REQUIRED TASK:
Arrange the entries below as a Markdown table with the columns "Row" and "Entry", putting one line in each row with its row number and leaving out the pictures and any blank lines.

>>>>>

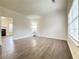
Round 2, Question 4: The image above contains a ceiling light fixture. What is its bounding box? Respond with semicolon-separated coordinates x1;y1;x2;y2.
52;0;55;2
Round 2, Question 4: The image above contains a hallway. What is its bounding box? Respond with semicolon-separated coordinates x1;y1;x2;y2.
3;37;73;59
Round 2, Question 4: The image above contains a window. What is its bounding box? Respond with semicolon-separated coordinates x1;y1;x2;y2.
68;0;79;44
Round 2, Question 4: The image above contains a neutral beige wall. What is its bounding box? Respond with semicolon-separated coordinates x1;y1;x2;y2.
0;7;32;39
38;11;67;40
0;19;2;45
68;39;79;59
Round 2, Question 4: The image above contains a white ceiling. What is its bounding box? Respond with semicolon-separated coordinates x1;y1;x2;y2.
0;0;67;15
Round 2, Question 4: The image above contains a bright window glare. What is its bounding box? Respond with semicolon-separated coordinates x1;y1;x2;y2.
32;22;37;32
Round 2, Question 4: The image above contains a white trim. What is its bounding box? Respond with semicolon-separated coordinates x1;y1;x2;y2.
69;35;79;46
13;35;32;40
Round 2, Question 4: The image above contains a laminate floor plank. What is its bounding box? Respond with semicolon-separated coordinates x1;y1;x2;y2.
2;37;73;59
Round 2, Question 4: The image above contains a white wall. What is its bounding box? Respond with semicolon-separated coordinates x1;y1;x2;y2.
39;11;67;40
0;7;31;39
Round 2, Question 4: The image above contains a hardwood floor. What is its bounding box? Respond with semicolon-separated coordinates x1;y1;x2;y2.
2;37;73;59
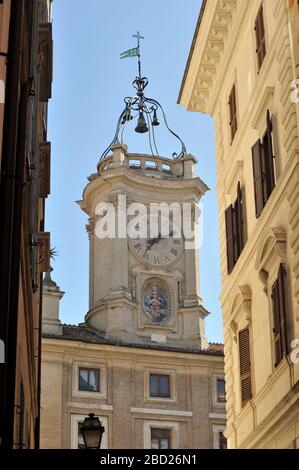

<<<<<

PROBLEM SOLUTION:
| Row | Entry |
|---|---|
| 1 | Round 2, Question 4: The image above contains a ceiling light fixture. What is its bounding box? Respond with semicolon-separated coordinates x1;y1;x2;y2. |
| 2 | 52;0;55;2 |
| 3 | Round 2, Question 4: The image above contains a hallway. What is its bounding box? Respond with semicolon-separated coordinates x1;y1;x2;y2. |
| 4 | 3;37;73;59 |
| 5 | Round 2, Question 4: The image above contains a window. What is its bounding box? Respond with semicolon-separated coordinates x1;y1;x2;y2. |
| 6 | 68;0;79;44 |
| 7 | Round 2, Question 4: The image above contains a neutral beige wall. What is its bounding box? Respond with semicolon-separated coordinates x1;y1;x2;y2. |
| 8 | 0;7;32;39 |
| 9 | 38;11;67;40 |
| 10 | 0;19;2;45 |
| 11 | 68;39;79;59 |
| 12 | Round 2, Question 4: The image above contains a white ceiling. What is its bounding box? Respond with semicolon-separated coordinates x1;y1;x2;y2. |
| 13 | 0;0;67;15 |
| 14 | Round 2, Question 4: The image above contains a bright window glare. What is its bounding box? Respond with semicolon-separated coordinates x1;y1;x2;y2. |
| 15 | 32;22;37;32 |
| 16 | Round 2, Question 4: The image above contains a white trim. What is its bounding box? Respond with semicolon-separated coordinates x1;y1;x2;y2. |
| 17 | 69;35;79;46 |
| 18 | 13;35;32;40 |
| 19 | Round 2, Question 4: The image above contains a laminate floor plank. What is its bounding box? Respond with semicolon-separated coordinates x1;y1;x2;y2. |
| 20 | 2;37;73;59 |
| 21 | Round 2, Question 4: The image above contains a white wall. What is its bounding box? Respond with semicolon-separated coordinates x1;y1;x2;y2. |
| 22 | 39;11;67;40 |
| 23 | 0;7;31;39 |
| 24 | Round 2, Question 4: The image above contains a hardwood floor. What is its bounding box? Respond with semicolon-separated coordinates x1;y1;x2;y2. |
| 25 | 2;37;73;59 |